▶ **TEXTE À LIRE**
»»
Skip to main content

PREMIÈRE LOGE: Marina Rebeka, Vestale et Prêtresse de l’Opéra !

La France aime Marina Rebeka, et lui réserve toujours un accueil des plus chaleureux, que ce soit en récital, dans Verdi (Il trovatore ou La Traviata à Bastille, I due Foscari à Aix) ou dans le bel canto (Anna Bolena au T.C.E.). Elle revient pour un concert très attendu : La Vestale de Spontini dans l’original français au T.C.E., mercredi 22 juin 2022. Rencontre avec l’une des sopranos les plus remarquables du moment…

Comment avez-vous rencontré l’art lyrique ?
À l’âge de 13 ans, mon grand-père m’a emmené au Théâtre Dailes pour entendre Norma de Bellini. J’étais si profondément choquée que je lui ai dit que je chanterais ce rôle un jour. Toute ma famille a évidemment ri, car je ne faisais que jouer du piano et je n’étudiais pas la musique de manière professionnelle. Mais j’ai trouvé une école de musique où l’on pouvait apprendre à tout âge et j’y suis allée ! La coïncidence est que 23 ans plus tard, Norma était programmée à l’Opéra de Lettonie, et c’était moi dans le rôle !


Quand avez-vous su que vous deviendriez une chanteuse professionnelle ?
Après être entrée au conservatoire en Italie, j’ai commencé à chercher des occasions pour travailler et m’épanouir. J’ai donc passé en revue tous les rôles, et j’ai eu cette première expérience sur scène, au Teatro Reggio di Parma, avec un projet Barbiere di Siviglia pour les enfants. C’était la première fois que je chantais Rosina !
À Rome, j’avais deux professeurs : le premier me guidait comme une soprano lyrique légère, donc je chantais I Puritani et The Queen of the night, parce que j’avais les aigus. L’autre me menait vers le lyrique. À la fin, j’ai complètement perdu ma voix. C’était une grande crise dans ma vie parce que je n’avais pas de travail et pas d’argent. Mes parents m’avaient déjà tant donné, et tout semblait vain, car j’avais l’impression que personne ne pouvait m’aider.
Je suis rentrée à Riga trois mois pour récupérer, en regardant des masterclass, en lisant des livres, en explorant mon corps, puis j’ai commencé à construire mes extensions jusqu’à ce que je retrouve toute la gamme. Je savais que je devais travailler sur moi-même et que personne ne pouvait m’aider. Finalement, je suis retournée à Rome, et j’ai construit mon répertoire en participant à divers concours. J’ai donc passé des auditions jusqu’à ce que je sois retenue pour la Traviata à Erfurt, qui a été mon véritable début sur scène.
««
▶ **EXTRAITS DU CORPUS**
»»
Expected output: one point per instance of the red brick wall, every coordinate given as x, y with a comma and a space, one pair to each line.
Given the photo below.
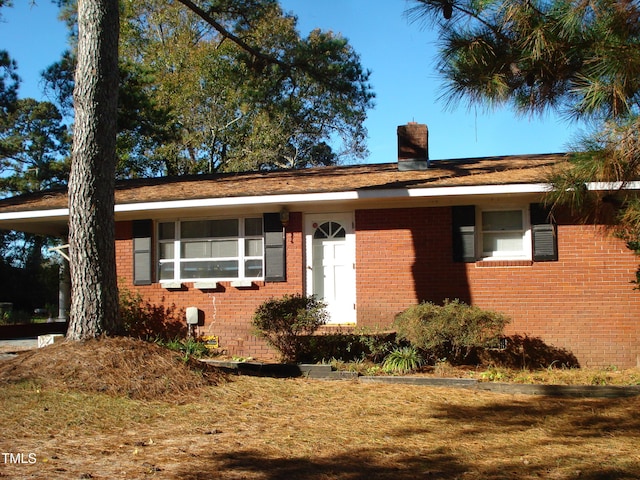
583, 303
227, 310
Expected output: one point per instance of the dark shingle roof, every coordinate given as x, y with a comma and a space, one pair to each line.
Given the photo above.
514, 169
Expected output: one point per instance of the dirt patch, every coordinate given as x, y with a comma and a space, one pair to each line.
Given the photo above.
117, 366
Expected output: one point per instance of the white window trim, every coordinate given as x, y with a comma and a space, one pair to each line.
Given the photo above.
526, 252
177, 261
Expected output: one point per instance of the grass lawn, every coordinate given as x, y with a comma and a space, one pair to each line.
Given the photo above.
264, 428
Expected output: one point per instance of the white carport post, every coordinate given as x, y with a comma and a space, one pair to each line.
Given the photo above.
64, 283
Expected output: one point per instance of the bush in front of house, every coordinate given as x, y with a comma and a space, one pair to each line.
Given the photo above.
403, 360
140, 319
284, 322
452, 331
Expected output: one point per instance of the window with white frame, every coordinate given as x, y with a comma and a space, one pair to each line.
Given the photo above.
504, 233
214, 249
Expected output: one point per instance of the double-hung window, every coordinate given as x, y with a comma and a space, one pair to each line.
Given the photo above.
504, 234
216, 249
520, 232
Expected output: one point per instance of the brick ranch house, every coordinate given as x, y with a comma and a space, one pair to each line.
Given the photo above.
371, 240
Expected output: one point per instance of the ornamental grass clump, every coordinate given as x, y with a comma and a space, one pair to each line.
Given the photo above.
453, 331
284, 322
403, 360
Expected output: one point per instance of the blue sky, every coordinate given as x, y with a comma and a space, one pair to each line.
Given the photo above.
400, 55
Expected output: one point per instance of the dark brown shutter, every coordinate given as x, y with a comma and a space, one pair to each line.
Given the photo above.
463, 234
544, 234
274, 249
142, 252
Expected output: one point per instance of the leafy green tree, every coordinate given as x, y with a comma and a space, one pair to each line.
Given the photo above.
581, 59
34, 146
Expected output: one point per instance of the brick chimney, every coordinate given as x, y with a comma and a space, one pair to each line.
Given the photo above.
413, 147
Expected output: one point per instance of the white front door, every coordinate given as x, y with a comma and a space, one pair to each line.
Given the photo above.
330, 247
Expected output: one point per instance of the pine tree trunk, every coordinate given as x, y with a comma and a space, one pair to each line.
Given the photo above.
94, 297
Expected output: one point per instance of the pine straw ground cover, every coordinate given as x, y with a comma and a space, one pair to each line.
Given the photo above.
264, 428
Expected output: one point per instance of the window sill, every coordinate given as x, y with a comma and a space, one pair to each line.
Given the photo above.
503, 263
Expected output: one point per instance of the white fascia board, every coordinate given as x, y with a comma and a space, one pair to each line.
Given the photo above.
608, 186
301, 198
33, 214
351, 195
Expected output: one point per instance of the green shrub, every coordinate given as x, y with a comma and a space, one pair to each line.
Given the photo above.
350, 346
453, 331
284, 322
141, 319
189, 348
403, 360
««
▶ **TRAVAIL DEMANDÉ**
[a] Réécrivez plus brièvement le paragraphe de l'entretien qui commence par « À Rome, j'avais deux professeurs », en conservant ses informations principales.
[b] D'après l'entretien, répondez brièvement à ces questions :
(i) Quel opéra le grand-père de Marina Rebeka l'a-t-il emmenée entendre quand elle avait 13 ans, et dans quel théâtre ?
(ii) Dans quel théâtre a eu lieu sa première expérience sur scène, et avec quel projet ?
(iii) À quelle date est prévu le concert de La Vestale au T.C.E. ?
Appuyez-vous uniquement sur l'entretien pour répondre.

▶ **RÉPONSES**
[a] À Rome, j'avais deux professeurs : l'un me formait comme soprano lyrique légère et me faisait chanter I Puritani et The Queen of the night, parce que j'avais les aigus. L'autre m'orientait vers le lyrique. J'ai fini par perdre complètement ma voix. Sans travail ni argent, j'ai traversé une grande crise. Mes parents m'avaient déjà beaucoup donné, tout semblait vain, et j'avais l'impression que personne ne pouvait m'aider.

[b]
(i) Norma de Bellini, au Théâtre Dailes.
(ii) Au Teatro Reggio di Parma, avec un projet Barbiere di Siviglia pour les enfants.
(iii) Le mercredi 22 juin 2022.